**WRITTEN EXERCISE 1**
In the passage on recommendations below, what share of positions in public life was to go to women?

**EXTRACT TO READ**
_ _ _ _

Other recommendations included: To make good on its commitment to ensure that women took in 35% of positions in public life; to launch public information campaigns to raise awareness about the legal rights for women and girls; to involve the Ministry for Women’s Rights and women’s rights organizations in the legislative process; to redouble advocacy efforts to enhance public awareness on gender equality and women’s role in society; to commit resources to enforce legislation to protect women; to amend the Shia Personal Status Law consistent with its international human rights obligations to ensure equal respect for the human rights of all Afghans, including women; to implement the National Action Plan for Women; to include women in decision-making about maternal health; to submit its first periodic report to the Committee on the Elimination of Discrimination Against Women; to adopt a strategy for the elimination of violence against women; to address the issue of child labour in the country.

_ _ _ _

**RECORDS**

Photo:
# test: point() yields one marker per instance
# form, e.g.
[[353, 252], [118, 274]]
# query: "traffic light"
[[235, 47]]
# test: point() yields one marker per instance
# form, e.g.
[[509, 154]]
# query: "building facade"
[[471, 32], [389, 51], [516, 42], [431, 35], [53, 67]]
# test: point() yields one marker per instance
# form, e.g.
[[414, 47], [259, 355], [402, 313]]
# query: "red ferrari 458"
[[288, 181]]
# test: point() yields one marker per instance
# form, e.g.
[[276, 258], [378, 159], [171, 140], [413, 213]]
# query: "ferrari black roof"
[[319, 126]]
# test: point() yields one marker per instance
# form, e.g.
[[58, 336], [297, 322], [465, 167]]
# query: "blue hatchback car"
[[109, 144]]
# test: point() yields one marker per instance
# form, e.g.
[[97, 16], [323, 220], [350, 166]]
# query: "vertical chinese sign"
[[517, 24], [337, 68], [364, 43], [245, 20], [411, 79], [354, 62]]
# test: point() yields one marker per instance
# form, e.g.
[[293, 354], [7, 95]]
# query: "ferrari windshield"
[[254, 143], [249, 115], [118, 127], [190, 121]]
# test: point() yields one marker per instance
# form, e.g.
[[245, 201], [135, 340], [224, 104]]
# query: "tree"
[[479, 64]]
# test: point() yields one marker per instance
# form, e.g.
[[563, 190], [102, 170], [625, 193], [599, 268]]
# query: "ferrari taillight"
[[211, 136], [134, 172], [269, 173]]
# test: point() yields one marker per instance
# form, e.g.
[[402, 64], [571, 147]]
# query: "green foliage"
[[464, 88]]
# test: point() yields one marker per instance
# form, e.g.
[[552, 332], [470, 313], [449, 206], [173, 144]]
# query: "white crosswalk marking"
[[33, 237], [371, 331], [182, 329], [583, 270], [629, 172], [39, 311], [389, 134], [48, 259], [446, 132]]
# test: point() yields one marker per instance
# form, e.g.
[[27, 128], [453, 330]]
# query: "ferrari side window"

_ _ _ _

**WRITTEN EXERCISE 2**
From the listing above, pick out every line that contains the word "query" and copy each one.

**WRITTEN SOLUTION 1**
35%

**WRITTEN SOLUTION 2**
# query: "traffic light"
# query: "building facade"
# query: "red ferrari 458"
# query: "ferrari black roof"
# query: "blue hatchback car"
# query: "vertical chinese sign"
# query: "ferrari windshield"
# query: "tree"
# query: "ferrari taillight"
# query: "green foliage"
# query: "white crosswalk marking"
# query: "ferrari side window"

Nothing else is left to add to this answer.